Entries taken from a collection
--- START ---

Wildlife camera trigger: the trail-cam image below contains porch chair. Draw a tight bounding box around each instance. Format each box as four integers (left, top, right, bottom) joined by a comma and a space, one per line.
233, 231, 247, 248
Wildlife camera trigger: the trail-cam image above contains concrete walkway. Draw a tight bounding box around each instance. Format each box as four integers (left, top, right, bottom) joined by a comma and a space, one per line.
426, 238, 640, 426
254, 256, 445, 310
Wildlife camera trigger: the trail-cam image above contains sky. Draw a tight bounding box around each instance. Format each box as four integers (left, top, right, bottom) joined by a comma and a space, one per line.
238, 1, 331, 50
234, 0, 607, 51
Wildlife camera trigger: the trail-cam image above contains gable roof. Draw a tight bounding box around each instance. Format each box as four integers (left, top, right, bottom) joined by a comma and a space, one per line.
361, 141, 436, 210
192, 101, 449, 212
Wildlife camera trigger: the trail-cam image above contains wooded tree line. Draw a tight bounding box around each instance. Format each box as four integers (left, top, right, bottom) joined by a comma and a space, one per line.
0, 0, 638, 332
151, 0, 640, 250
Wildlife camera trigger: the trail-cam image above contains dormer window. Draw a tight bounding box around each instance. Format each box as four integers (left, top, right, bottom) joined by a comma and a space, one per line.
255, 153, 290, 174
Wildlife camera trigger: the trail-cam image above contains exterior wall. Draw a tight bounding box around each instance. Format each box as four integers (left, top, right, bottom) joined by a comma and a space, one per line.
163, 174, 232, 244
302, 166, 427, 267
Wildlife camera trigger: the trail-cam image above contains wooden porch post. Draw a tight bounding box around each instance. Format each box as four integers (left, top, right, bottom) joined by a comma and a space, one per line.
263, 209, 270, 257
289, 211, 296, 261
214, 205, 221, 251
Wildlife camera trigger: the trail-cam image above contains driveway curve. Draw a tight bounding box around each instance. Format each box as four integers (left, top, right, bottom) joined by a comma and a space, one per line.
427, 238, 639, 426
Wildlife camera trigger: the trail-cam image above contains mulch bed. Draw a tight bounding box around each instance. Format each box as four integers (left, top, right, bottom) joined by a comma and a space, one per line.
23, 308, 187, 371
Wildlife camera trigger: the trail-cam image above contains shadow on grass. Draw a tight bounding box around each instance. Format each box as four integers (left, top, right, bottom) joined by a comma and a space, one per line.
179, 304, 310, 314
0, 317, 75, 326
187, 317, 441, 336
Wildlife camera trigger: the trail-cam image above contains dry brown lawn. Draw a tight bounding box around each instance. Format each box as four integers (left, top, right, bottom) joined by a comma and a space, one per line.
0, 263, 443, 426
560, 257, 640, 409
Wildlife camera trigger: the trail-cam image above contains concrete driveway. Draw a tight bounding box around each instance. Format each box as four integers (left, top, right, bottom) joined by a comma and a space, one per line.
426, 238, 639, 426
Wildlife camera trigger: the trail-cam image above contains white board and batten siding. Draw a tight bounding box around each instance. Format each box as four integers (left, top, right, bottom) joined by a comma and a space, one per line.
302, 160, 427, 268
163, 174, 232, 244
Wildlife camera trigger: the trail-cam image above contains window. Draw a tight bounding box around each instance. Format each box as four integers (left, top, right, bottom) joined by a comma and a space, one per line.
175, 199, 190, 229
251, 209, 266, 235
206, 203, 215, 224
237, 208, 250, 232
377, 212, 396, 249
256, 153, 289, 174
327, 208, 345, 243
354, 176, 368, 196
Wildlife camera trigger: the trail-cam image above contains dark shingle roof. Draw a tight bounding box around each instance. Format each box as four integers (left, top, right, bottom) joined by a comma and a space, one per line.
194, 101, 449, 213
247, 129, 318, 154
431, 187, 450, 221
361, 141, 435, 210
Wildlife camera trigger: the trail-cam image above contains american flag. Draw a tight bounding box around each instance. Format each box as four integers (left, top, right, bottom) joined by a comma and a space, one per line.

--- END ---

● Aim of the exercise: What is needed is an exact copy of every entry.

● Reply:
Wildlife camera trigger: the trail-cam image below contains porch chair. Draw a tight bounding box around each instance. Format each box as four integers (left, top, right, bottom) joined by a comma and a space, one per line.
233, 231, 247, 248
Wildlife camera trigger: the trail-cam image above contains concrete walkway. Draw a tight bounding box around each instance. Format each box as four integers (left, top, right, bottom) joined by a comma and a space, one per line.
426, 238, 640, 426
254, 256, 445, 310
Wildlife camera trigger: the trail-cam image above contains sky. Draw a tight bounding box around each instance. Format each box as four integers (left, top, right, bottom) joined by a comma and a space, one per line.
238, 1, 331, 50
234, 0, 607, 51
Wildlife camera trigger: the trail-cam image above contains gable roof. Draw a tight bounding box around each instance. Format each box as four integers (left, top, right, bottom) joined by a comma and a space, one per line.
361, 141, 436, 210
192, 101, 449, 212
Wildlife camera trigger: the trail-cam image above contains wooded tree line. Draw a tight bounding box around each instance. Format each box as four integers (left, top, right, bottom) joined by a comma and a space, one per line.
0, 0, 638, 332
151, 0, 640, 250
Wildlife camera trigger: the trail-cam image above contains dormer window. Draw a tight bounding box around each instance. Format each box as four integers (left, top, right, bottom) joined by a comma and a space, one per line.
255, 153, 290, 174
Wildlife camera trigger: the trail-cam image above contains exterior wall. Draw a tight bounding box around each instance. Format each box as four integers (left, top, right, bottom) joined by a comma and a space, one per line.
163, 174, 232, 244
302, 166, 427, 267
Wildlife camera trigger: the trail-cam image above contains wooden porch post. Draw a tight bounding box around each instance. Format each box as four integers (left, top, right, bottom) joined by a comma and a space, one per line.
263, 209, 270, 257
289, 211, 296, 261
214, 205, 221, 251
Wildlife camera trigger: the trail-cam image above contains driveway curve. Draw a tight bounding box around each instance. Format each box as four integers (left, top, right, bottom) joined by a comma and a space, one per line.
427, 238, 639, 426
Wildlife camera trigger: the trail-cam image above contains mulch bed. Draw a tight bounding box around each instance. Format each box as four integers (left, top, right, bottom) joined by a comma and a space, one per line.
23, 308, 187, 371
Wildlife camera trigger: the trail-cam image above contains shadow on grass. Draw a tight bounding box around each instance. Format each box as four integers (left, top, right, bottom) joined by a comma and a space, one per line.
179, 304, 310, 314
0, 317, 75, 326
187, 317, 441, 336
Wildlife camera trigger: the trail-cam image above contains dry brown lawn. Draw a tight bounding box around each instance. Format each box as four integers (left, top, right, bottom) joined by a comma and a space, one per line.
0, 263, 443, 426
560, 257, 640, 409
Wildlife camera trigger: the trail-cam image above contains concrete driveway. Draw a tight bounding box around each instance. Format each box as four integers (left, top, right, bottom) joined by a comma and a space, one per line.
426, 238, 639, 426
Wildlife camera trigger: the trail-cam image above contains white board and batten siding. Draw a tight bounding box around each instance. Format each box as four integers (left, top, right, bottom) joined by a comma and a space, one per line.
302, 160, 427, 268
163, 174, 232, 244
Wildlife camera trigger: the trail-cam image above contains window. Draw a tight bounding box around each instance. Format each box as four integers (left, top, right, bottom) joined by a comma and a space, one per line.
175, 199, 190, 229
251, 209, 266, 235
206, 203, 215, 224
237, 208, 250, 232
377, 212, 396, 249
256, 153, 289, 174
327, 208, 345, 243
354, 176, 368, 196
Wildlife camera trigger: the trail-cam image above contains dark shingle roof. Draw a tight bounding box around each instance. Format each box as four integers (left, top, right, bottom) joined by a comma and a space, one per line.
194, 101, 449, 213
247, 129, 318, 154
431, 187, 450, 221
361, 141, 435, 210
Wildlife camera trigger: the trail-cam image above contains american flag. Draw a tight bounding box around each instance. Format each box as four integers (left, top, right, bottom) joined by a comma and a space, one per line.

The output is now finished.